§ TEXT SHOWN:
How so? What the LLM says is whatever is more likely given the context. It has no relation to the underlying reality whatsoever.
For example, here is a simple query:
> I put my bike in the bike stand, I removed my bike from the bike stand and biked to the beach, then I biked home, where is my bike. Answer only with the answer and no explanation
> Chatgpt: At home
> Why did you answer that?
> I answered that your bike is at home because the last action you described was biking home, which implies you took the bike with you and ended your journey there. Therefore, the bike would logically be at home now.
Do you doubt that the answer would change if I changed the query to make the final destination be "the park" instead of "home"? If you don't doubt that, what do you mean that the answer doesn't correspond to the underlying reality? The reality is the answer depends on the final destination mentioned, and that's also the explanation given by the LLM, clearly the reality and the answers are related.

§ ACTIVITY 1: Write out the portion of the forum post starting at "For example, here" and ending at "at home now.".
§ ACTIVITY 2: In the forum post, what answer does ChatGPT give to the question of where the bike is?
§ ACTIVITY 3: In order, list every action the bike query in the forum post describes.
The items that come next have no connection to the forum post.

Point-per-instance localization data:
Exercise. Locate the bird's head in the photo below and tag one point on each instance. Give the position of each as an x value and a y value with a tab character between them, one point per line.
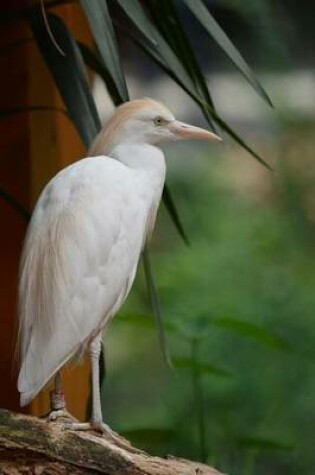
145	121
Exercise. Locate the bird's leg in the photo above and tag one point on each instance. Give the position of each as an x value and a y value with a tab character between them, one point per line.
96	421
57	401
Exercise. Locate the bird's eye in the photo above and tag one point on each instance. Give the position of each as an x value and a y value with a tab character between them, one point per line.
159	121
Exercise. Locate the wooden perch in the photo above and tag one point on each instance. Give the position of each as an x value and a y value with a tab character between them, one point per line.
30	445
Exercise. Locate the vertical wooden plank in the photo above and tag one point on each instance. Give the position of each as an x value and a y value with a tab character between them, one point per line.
14	179
34	146
55	144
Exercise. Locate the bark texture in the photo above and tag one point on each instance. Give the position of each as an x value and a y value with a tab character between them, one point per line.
29	445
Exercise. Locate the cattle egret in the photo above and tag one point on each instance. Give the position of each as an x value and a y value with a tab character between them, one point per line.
83	245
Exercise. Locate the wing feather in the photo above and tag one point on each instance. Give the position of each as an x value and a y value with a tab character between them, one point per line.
79	261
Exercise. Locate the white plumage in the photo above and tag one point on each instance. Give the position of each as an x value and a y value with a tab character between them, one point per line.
84	241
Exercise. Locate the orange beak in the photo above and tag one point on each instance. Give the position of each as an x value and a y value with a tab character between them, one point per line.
187	131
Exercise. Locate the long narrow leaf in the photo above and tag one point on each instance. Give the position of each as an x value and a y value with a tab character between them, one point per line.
252	330
11	201
213	28
171	208
170	26
163	53
204	368
93	61
156	306
104	36
191	91
133	9
240	141
8	112
69	73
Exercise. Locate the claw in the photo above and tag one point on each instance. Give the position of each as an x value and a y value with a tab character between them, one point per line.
56	414
104	430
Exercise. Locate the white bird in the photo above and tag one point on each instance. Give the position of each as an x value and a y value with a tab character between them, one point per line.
83	245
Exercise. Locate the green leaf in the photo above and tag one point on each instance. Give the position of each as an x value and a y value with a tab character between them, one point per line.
171	28
104	36
161	52
163	55
215	31
11	201
204	368
94	62
254	331
171	208
8	112
240	141
135	12
69	73
264	443
156	306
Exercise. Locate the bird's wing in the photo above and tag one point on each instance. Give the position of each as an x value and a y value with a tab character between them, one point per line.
79	261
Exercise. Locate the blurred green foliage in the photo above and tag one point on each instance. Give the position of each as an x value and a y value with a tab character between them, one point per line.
239	310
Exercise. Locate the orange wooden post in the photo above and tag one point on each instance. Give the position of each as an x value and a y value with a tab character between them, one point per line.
37	145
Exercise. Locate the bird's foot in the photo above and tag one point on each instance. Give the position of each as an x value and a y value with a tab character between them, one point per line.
105	431
56	414
58	408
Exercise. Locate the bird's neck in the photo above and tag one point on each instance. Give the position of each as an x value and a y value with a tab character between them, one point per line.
140	156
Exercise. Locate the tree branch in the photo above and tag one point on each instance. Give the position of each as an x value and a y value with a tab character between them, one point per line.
30	445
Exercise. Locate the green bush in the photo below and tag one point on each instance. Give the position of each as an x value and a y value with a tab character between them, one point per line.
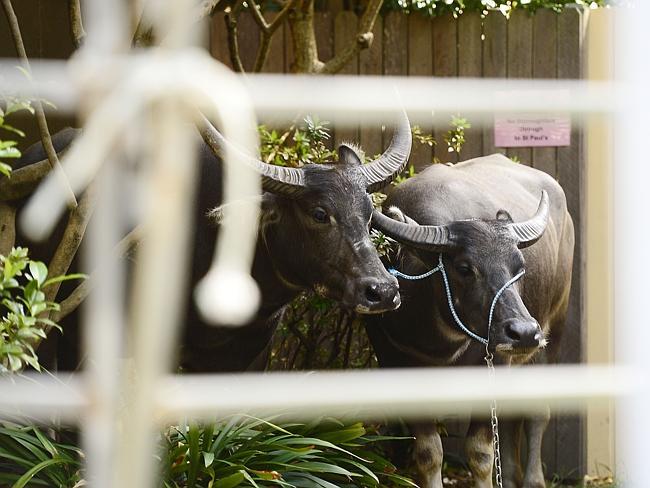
247	451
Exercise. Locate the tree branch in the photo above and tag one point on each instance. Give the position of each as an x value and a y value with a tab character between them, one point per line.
23	181
72	236
268	29
76	24
233	43
38	106
363	40
81	292
7	228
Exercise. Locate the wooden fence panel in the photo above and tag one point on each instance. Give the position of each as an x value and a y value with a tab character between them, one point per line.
570	435
345	30
470	64
520	63
545	66
420	63
495	56
445	63
370	63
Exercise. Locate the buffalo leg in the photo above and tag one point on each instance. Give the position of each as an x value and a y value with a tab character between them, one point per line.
535	427
428	454
510	440
480	453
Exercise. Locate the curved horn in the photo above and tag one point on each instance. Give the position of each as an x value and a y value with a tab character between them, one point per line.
427	237
275	179
386	167
528	232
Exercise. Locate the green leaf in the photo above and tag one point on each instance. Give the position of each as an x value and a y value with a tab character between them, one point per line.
5	169
38	271
208	458
10	128
229	481
24	479
10	153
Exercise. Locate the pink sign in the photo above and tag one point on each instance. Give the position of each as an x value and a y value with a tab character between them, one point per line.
530	130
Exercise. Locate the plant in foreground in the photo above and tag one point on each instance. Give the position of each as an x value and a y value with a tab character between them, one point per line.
247	451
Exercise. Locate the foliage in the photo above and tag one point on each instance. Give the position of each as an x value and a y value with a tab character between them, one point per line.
505	7
8	149
298	145
455	138
29	456
246	451
23	308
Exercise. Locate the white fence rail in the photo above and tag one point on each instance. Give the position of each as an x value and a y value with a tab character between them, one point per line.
92	397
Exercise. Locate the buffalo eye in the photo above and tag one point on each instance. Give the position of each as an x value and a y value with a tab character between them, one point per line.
465	270
320	215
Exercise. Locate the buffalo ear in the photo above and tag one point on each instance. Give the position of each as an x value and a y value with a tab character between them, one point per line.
348	156
504	216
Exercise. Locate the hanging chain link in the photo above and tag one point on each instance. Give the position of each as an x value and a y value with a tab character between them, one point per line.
494	421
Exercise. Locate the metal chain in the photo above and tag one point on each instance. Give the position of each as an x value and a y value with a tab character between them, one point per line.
489	357
494	421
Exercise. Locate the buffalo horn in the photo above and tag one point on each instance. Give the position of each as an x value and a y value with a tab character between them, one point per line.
531	230
386	167
275	179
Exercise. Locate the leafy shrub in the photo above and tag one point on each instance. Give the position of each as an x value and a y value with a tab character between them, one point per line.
29	457
23	309
8	149
458	7
246	451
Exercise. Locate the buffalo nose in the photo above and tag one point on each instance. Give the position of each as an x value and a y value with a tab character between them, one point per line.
380	296
523	333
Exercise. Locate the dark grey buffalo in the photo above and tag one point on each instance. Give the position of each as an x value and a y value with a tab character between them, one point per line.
489	219
314	234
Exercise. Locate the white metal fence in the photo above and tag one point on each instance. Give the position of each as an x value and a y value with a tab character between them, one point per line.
115	90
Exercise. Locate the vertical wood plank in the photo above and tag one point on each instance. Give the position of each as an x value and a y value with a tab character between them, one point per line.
470	64
324	30
445	63
395	47
345	27
288	48
494	66
520	63
275	60
370	63
545	44
570	435
420	63
219	39
249	39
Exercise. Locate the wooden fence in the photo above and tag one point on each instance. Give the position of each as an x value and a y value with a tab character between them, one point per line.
544	45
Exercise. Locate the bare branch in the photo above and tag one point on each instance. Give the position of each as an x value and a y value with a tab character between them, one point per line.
267	31
38	106
79	294
72	236
259	18
7	228
23	181
76	24
363	40
233	43
205	9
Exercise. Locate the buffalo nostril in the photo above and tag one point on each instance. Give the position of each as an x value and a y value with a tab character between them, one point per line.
372	294
512	333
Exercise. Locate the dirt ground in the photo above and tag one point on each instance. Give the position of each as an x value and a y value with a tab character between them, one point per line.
459	478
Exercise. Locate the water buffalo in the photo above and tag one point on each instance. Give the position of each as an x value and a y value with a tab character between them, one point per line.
487	220
314	234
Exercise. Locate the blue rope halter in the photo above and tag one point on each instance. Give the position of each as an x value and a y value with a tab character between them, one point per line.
452	309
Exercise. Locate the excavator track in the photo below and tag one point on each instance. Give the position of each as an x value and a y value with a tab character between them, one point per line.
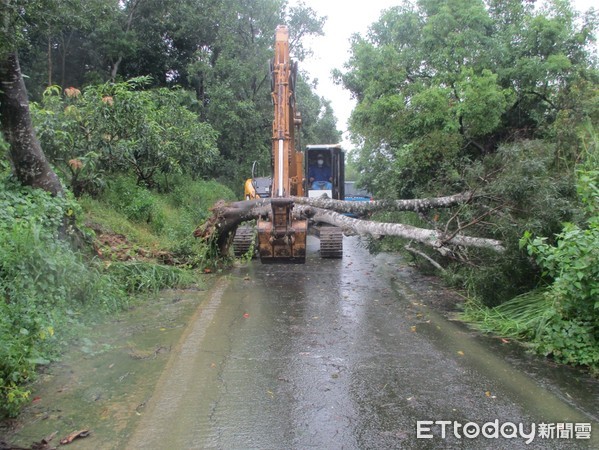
243	240
331	242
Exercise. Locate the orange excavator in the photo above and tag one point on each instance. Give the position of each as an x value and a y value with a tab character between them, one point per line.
282	233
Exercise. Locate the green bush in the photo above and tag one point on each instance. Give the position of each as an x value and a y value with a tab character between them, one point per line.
44	286
573	266
561	320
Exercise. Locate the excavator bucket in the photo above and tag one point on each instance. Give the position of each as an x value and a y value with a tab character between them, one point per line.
281	237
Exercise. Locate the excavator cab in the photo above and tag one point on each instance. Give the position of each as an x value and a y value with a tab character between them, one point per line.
257	186
325	171
282	230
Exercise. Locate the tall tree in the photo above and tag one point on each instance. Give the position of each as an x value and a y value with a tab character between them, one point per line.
28	160
439	81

§ EXERCISE RESPONSE 1:
For example, here is a simple query:
> I put my bike in the bike stand, I removed my bike from the bike stand and biked to the beach, then I biked home, where is my bike. Answer only with the answer and no explanation
> Chatgpt: At home
> Why did you answer that?
> I answered that your bike is at home because the last action you described was biking home, which implies you took the bike with you and ended your journey there. Therefore, the bike would logically be at home now.

§ EXERCISE RESPONSE 2: At home

§ EXERCISE RESPONSE 3:
- Put the bike in the bike stand
- Removed the bike from the bike stand
- Biked to the beach
- Biked home